## 题目
请从下面的行中选出所有包含字符串“brown”的行，并逐行照抄。匹配时区分大小写。
---------- 记录摘录
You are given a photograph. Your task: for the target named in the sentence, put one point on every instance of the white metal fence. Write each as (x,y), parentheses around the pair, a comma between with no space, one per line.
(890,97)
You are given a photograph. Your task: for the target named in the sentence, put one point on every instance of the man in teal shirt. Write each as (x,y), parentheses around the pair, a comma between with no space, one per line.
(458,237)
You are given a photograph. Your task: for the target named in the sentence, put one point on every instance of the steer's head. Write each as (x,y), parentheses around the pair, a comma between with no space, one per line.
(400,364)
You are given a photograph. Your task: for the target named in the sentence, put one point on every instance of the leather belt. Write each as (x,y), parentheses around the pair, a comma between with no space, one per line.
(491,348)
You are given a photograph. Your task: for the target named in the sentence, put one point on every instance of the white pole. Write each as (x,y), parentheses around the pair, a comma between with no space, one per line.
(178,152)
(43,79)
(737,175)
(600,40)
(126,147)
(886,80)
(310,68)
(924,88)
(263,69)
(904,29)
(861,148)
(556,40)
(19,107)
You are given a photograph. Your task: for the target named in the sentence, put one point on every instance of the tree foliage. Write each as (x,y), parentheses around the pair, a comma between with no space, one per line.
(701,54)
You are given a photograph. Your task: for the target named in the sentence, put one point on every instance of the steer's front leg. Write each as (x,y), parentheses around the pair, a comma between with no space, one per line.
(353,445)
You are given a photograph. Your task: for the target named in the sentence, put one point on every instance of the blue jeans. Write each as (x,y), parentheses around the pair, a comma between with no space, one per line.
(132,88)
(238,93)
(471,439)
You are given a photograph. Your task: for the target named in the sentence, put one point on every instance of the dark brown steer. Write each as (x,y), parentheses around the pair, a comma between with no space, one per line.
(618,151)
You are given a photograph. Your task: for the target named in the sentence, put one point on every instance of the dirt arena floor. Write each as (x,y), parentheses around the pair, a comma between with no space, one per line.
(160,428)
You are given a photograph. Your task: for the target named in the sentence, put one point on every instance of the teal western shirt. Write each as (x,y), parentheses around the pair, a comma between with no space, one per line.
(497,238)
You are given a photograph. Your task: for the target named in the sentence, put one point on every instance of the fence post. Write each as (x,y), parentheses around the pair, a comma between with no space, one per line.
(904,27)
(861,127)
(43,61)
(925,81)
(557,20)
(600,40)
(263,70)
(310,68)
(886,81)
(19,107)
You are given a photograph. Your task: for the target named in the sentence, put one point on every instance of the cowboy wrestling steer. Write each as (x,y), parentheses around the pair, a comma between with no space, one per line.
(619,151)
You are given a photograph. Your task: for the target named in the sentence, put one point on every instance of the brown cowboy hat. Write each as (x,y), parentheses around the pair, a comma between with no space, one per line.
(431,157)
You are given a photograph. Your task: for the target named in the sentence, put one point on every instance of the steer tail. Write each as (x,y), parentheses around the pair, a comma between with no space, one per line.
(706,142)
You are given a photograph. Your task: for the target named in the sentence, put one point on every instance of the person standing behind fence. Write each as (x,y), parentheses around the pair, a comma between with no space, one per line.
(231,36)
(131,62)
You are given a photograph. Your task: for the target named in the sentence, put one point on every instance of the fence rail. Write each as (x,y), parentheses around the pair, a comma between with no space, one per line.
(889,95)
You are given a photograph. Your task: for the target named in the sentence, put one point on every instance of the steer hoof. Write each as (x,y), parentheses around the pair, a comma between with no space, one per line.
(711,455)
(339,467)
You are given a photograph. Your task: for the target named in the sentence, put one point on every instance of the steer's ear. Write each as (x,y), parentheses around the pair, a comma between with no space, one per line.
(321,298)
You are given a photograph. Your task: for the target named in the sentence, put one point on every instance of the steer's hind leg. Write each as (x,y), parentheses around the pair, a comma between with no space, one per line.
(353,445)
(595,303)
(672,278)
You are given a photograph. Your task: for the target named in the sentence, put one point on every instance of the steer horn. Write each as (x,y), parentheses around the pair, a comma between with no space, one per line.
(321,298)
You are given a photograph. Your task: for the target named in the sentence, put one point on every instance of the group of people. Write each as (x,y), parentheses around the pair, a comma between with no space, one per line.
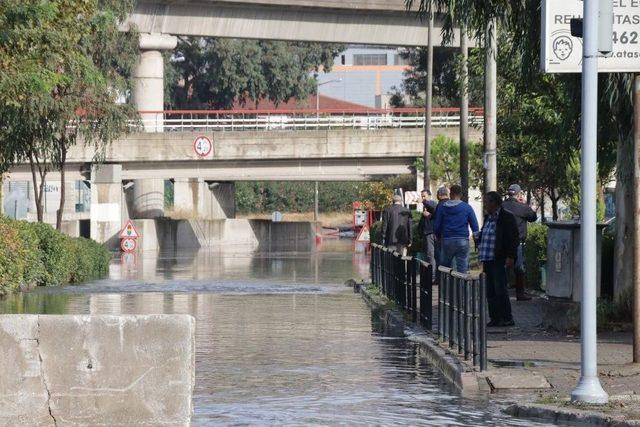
--------------------
## 最终答案
You are given a photograph. Your task: for the target named in the sentence, put one point on every instance of the dark brown steer. Write each as (x,y), parentheses around the pair, a comma between with no space, one per line.
You are given a photograph. Your task: for the target named in the sentence, put one point on every instance of the brown cowboy hat. Write each as (x,y), parentheses around the pair, a comma between with no space, one per line.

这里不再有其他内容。